*SELECTED EXCERPT*:
########

Minh, Sano and Matsumoto 15

Maneuvers of Motorcycles at Red-lights of Signalized Intersections
Chu Cong Minh

Graduate Student

Department of Civil and Environmental Engineering

Nagaoka University of Technology

Kamitomiokamachi, 1603-1

Nagaoka, Niigata,

940-2188, Japan

Tel: +81–258–47–6635, Fax: +81–258–47–9650

Email:

Kazushi Sano, D.Eng.

Associate Professor

Department of Civil and Environmental Engineering

Nagaoka University of Technology

Kamitomiokamachi, 1603-1

Nagaoka, Niigata,

940-2188, Japan

Tel: +81–258–47–9616, Fax: +81–258–47–9650

Email:

and

Shoji Matsumoto, D.Eng.

Professor

Department of Civil and Environmental Engineering

Nagaoka University of Technology

Kamitomiokamachi, 1603-1

Nagaoka, Niigata,

940-2188, Japan

Tel: +81–258–47–9615, Fax: +81–258–47–9650

Email:


ABSTRACT

The objective of this research is to model when and where motorcycles maneuver in queues at signalized intersections. The study is based on microscopic motorcycle data collected from video images in Hanoi and Hochiminh city, Vietnam. Since motorcycles are flexible and may not follow lane discipline as four-wheelers do, the adapted definition of a motorcycle’s lane has been introduced. The threshold distance is estimated to identify when motorcycles need to maneuver. The lane selection model developed by a multinomial logit model is used to determine where motorcycles maneuver. The gap acceptance models are utilized to describe the result of the lane change. These findings can be used to estimate the capacity as well as to develop a comprehensive simulation model, especially for developing countries.


INTRODUCTION

Heterogeneous traffic with the predominance of motorcycles is very common in many cities in Southeast Asia, where motorization has developed speedily in the last few decades. In these areas, the term “motorcycle dependent city” has been used to indicate a city with low income, high density land use and motorcycles’ domination in traffic flow. Motorcycle traffic, which has very distinguishable characteristics, significantly affects the traffic condition. The conflicts between motorcycles and other transportation modes or among themselves become more serious at intersections. Motorcycles do not follow the “First In First Out” rule as four-wheelers do. At a typical signalized intersection, during queue formation or queue discharge, motorcycles always attempt to creep slowly in front of the queue. With flexible maneuverability and much faster response to the change of traffic conditions, motorcycles are able to maneuver ahead of four-wheeled vehicles. The reasons for motorcycles’ maneuvers in a queue may come from:

·  To stop at a favorable position during queue formation: While traveling in a queue at a red-light period, motorcyclists tend to move forward, then stop at the preferable position which is “the nearer the stop line the better”;

·  To avoid traveling behind a heavy vehicle: Due to their preference of wide and clear vision, motorcyclists are more likely to avoid traveling behind a heavy vehicles by maneuvering into another position;

·  To prepare for making a turn: Motorcyclists in an improper position tend to maneuver to stand at a better position which is easy for making a turn.

########

*WRITTEN EXERCISE 1*:
Reproduce the records word for word, from their first line through the line containing "M 84 67 L 87", with both of those lines included.

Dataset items
########

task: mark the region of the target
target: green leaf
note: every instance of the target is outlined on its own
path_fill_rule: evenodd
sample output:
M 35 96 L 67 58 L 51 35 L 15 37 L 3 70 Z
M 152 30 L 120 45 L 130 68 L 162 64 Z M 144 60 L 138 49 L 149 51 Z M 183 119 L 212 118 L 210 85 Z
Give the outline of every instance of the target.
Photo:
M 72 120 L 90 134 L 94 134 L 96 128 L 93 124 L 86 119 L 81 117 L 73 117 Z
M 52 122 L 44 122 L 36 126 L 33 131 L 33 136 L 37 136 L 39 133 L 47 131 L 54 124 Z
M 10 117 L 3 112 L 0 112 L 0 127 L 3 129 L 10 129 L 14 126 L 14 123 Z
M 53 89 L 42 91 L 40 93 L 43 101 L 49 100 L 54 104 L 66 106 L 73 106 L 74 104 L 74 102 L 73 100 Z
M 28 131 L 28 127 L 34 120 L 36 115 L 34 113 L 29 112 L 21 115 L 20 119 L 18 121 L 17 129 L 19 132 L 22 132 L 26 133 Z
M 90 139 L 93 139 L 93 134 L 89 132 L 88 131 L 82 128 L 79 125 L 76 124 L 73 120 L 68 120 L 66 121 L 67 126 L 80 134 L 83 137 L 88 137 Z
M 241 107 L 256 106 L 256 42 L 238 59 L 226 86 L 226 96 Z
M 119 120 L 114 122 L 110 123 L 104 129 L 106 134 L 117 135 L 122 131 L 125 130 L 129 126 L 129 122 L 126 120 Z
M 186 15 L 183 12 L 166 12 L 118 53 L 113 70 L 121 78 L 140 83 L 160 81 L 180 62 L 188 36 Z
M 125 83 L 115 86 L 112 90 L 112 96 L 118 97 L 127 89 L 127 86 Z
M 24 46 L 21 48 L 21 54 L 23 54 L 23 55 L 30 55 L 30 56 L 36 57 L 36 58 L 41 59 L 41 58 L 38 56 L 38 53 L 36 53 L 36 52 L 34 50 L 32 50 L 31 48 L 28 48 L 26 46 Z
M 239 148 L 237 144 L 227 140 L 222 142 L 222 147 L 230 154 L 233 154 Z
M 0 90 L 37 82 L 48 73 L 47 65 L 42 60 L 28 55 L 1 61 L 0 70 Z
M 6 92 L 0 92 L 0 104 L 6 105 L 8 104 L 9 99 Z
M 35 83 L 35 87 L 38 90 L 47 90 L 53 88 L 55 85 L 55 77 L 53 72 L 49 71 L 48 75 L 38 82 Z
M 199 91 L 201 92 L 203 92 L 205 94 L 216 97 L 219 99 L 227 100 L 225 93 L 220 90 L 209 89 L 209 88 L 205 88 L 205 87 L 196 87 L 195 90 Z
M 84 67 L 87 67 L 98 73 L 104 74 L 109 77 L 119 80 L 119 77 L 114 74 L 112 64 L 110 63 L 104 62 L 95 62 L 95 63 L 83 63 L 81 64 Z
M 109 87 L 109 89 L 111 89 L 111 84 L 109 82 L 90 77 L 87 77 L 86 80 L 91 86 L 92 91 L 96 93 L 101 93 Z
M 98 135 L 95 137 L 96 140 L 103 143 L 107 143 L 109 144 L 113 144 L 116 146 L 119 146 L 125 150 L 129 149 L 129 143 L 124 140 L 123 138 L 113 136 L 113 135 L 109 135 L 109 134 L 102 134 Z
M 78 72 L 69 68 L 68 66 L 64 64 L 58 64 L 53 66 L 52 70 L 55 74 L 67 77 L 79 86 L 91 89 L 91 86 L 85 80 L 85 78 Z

########

*WRITTEN EXERCISE 2*:
List the reasons for motorcycles' maneuvers in a queue that the paper on motorcycle maneuvers at red lights names.

*EXERCISE SOLUTION 1*:
task: mark the region of the target
target: green leaf
note: every instance of the target is outlined on its own
path_fill_rule: evenodd
sample output:
M 35 96 L 67 58 L 51 35 L 15 37 L 3 70 Z
M 152 30 L 120 45 L 130 68 L 162 64 Z M 144 60 L 138 49 L 149 51 Z M 183 119 L 212 118 L 210 85 Z
Give the outline of every instance of the target.
Photo:
M 72 120 L 90 134 L 94 134 L 96 128 L 93 124 L 86 119 L 81 117 L 73 117 Z
M 52 122 L 44 122 L 36 126 L 33 131 L 33 136 L 37 136 L 39 133 L 47 131 L 54 124 Z
M 10 117 L 3 112 L 0 112 L 0 127 L 3 129 L 10 129 L 14 126 L 14 123 Z
M 53 89 L 42 91 L 40 93 L 43 101 L 49 100 L 54 104 L 66 106 L 73 106 L 74 104 L 74 102 L 73 100 Z
M 28 131 L 28 127 L 34 120 L 36 115 L 34 113 L 29 112 L 21 115 L 20 119 L 18 121 L 17 129 L 19 132 L 22 132 L 26 133 Z
M 90 139 L 93 139 L 93 134 L 89 132 L 88 131 L 82 128 L 79 125 L 76 124 L 73 120 L 68 120 L 66 121 L 67 126 L 80 134 L 83 137 L 88 137 Z
M 241 107 L 256 106 L 256 42 L 238 59 L 226 86 L 226 96 Z
M 119 120 L 114 122 L 110 123 L 104 129 L 106 134 L 117 135 L 122 131 L 125 130 L 129 126 L 129 122 L 126 120 Z
M 186 15 L 183 12 L 166 12 L 118 53 L 113 70 L 121 78 L 140 83 L 160 81 L 180 62 L 188 36 Z
M 125 83 L 115 86 L 112 90 L 112 96 L 118 97 L 127 89 L 127 86 Z
M 24 46 L 21 48 L 21 54 L 23 54 L 23 55 L 30 55 L 30 56 L 36 57 L 36 58 L 41 59 L 41 58 L 38 56 L 38 53 L 36 53 L 36 52 L 34 50 L 32 50 L 31 48 L 28 48 L 26 46 Z
M 239 148 L 237 144 L 227 140 L 222 142 L 222 147 L 230 154 L 233 154 Z
M 0 90 L 37 82 L 48 73 L 47 65 L 42 60 L 28 55 L 1 61 L 0 70 Z
M 6 92 L 0 92 L 0 104 L 6 105 L 8 104 L 9 99 Z
M 35 83 L 35 87 L 38 90 L 47 90 L 53 88 L 55 85 L 55 77 L 53 72 L 49 71 L 48 75 L 38 82 Z
M 199 91 L 201 92 L 203 92 L 205 94 L 216 97 L 219 99 L 227 100 L 225 93 L 220 90 L 209 89 L 209 88 L 205 88 L 205 87 L 196 87 L 195 90 Z
M 84 67 L 87 67 L 98 73 L 104 74 L 109 77 L 119 80 L 119 77 L 114 74 L 112 64 L 110 63 L 104 62 L 95 62 L 95 63 L 83 63 L 81 64 Z

*EXERCISE SOLUTION 2*:
- To stop at a favorable position during queue formation
- To avoid traveling behind a heavy vehicle
- To prepare for making a turn